START DOCUMENT SECTION

Reliability-based design optimization using adaptive surrogate model and importance sampling-based modified SORA method

Abstract

Reliability-based design optimization (RBDO) has been an important research field with the increasing demand for product reliability in practical applications. This paper presents a new RBDO method combining adaptive surrogate model and Importance Sampling-based Modified Sequential Optimization and Reliability Assessment (IS-based modified SORA) method, which aims to reduce the number of calls to the expensive objective function and constraint functions in RBDO. The proposed method consists of three key stages. First, the samples are sequentially selected to construct Kriging models with high classification accuracy for each constraint function. Second, the samples are obtained by Markov Chain Monte Carlo in the safety domain of design space. Then, another Kriging model for the objective function is sequentially constructed by adding suitable samples to update the Design of Experiment (DoE) of the objective function. Third, the expensive objective and constraint functions of the original optimization problem are replaced by the surrogate models. Then, the IS-based modified SORA method is performed to decouple reliability optimization problem into a series of deterministic optimization problems that are solved by a Genetic Algorithm. Several examples are adopted to verify the proposed method. The optimization results show that the proposed method can reduce the number of calls to the original objective function and constraint functions without loss of precision compared to the alternative methods, which illustrates the efficiency and accuracy of the proposed method.

END DOCUMENT SECTION
START INFORMATION SHOWN

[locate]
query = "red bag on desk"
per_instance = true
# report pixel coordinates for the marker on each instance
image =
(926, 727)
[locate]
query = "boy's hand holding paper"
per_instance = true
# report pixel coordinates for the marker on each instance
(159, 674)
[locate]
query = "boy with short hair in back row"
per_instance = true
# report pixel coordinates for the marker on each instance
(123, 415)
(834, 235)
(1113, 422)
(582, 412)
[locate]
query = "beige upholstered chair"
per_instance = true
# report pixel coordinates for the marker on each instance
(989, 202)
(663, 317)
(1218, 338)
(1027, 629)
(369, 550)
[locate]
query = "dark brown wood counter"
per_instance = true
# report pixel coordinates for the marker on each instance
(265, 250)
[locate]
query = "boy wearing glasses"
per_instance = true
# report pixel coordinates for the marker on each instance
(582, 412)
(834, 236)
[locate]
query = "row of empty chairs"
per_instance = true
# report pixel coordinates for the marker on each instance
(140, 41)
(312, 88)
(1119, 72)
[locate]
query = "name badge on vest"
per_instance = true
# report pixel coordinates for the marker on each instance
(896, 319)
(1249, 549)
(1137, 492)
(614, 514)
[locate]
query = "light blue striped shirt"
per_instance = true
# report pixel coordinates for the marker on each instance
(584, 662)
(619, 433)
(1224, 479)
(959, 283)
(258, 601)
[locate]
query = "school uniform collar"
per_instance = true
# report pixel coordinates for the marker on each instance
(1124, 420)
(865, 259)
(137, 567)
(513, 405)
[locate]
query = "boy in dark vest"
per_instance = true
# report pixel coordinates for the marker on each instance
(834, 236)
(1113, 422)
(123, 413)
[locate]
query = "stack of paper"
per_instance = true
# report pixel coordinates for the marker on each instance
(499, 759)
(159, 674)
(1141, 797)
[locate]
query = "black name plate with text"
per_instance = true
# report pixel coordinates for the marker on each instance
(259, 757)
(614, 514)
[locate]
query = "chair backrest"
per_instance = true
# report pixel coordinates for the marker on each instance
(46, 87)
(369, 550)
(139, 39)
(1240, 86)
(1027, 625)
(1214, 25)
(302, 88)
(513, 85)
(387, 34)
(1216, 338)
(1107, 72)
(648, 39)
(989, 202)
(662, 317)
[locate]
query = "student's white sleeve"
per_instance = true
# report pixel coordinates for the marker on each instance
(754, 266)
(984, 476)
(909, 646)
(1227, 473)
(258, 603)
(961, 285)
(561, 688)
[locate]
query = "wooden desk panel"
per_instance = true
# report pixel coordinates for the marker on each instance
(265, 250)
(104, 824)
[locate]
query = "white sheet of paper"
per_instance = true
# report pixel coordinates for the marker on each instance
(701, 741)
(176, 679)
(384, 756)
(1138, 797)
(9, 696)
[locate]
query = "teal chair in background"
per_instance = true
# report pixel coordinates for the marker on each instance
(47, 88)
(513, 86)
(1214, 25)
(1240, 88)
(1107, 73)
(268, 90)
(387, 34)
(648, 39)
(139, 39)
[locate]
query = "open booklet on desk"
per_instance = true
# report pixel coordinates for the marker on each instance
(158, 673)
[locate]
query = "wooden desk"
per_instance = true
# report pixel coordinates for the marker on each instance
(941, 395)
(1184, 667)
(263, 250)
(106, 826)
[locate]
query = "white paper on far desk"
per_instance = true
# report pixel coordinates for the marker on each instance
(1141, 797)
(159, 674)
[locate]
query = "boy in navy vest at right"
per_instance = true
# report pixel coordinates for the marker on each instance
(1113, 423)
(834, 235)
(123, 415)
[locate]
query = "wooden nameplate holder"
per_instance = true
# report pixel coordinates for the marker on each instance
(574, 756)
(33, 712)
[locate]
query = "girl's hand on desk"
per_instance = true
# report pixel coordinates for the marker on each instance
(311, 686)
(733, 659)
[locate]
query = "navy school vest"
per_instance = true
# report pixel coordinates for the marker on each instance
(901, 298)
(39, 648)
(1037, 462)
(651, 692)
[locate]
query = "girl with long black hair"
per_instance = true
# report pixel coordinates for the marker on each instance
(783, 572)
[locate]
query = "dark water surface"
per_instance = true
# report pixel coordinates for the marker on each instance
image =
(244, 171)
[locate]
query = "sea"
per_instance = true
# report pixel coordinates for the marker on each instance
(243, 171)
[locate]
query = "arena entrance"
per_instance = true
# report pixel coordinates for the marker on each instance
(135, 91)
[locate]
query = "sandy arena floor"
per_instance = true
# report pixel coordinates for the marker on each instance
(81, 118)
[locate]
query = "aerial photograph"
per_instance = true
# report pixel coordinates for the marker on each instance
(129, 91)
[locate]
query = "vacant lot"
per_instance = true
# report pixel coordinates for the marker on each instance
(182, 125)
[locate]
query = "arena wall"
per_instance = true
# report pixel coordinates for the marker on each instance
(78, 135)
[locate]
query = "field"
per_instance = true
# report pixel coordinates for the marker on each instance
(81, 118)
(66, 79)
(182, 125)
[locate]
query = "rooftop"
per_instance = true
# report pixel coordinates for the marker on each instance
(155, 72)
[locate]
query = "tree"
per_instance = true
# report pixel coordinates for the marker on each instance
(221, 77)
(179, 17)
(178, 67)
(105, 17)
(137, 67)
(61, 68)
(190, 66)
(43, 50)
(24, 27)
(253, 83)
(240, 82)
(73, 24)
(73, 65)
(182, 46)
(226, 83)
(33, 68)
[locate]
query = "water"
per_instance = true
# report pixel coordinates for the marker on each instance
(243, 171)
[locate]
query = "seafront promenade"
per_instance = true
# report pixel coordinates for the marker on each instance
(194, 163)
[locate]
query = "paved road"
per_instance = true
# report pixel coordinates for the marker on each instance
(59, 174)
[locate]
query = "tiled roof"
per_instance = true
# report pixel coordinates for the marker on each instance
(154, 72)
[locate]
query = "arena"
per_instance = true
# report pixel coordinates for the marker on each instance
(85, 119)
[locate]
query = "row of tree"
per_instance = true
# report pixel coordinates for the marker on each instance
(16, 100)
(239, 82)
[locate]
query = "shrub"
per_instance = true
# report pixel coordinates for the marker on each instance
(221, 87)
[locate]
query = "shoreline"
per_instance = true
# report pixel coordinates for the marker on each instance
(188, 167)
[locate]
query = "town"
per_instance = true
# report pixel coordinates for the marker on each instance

END INFORMATION SHOWN

**ACTION ITEM:**
List every abbreviation that the abstract on reliability-based design optimization introduces in parentheses, giving the full term for each.

**RESULT OF THIS TASK:**
- RBDO: Reliability-based design optimization
- IS-based modified SORA: Importance Sampling-based Modified Sequential Optimization and Reliability Assessment
- DoE: Design of Experiment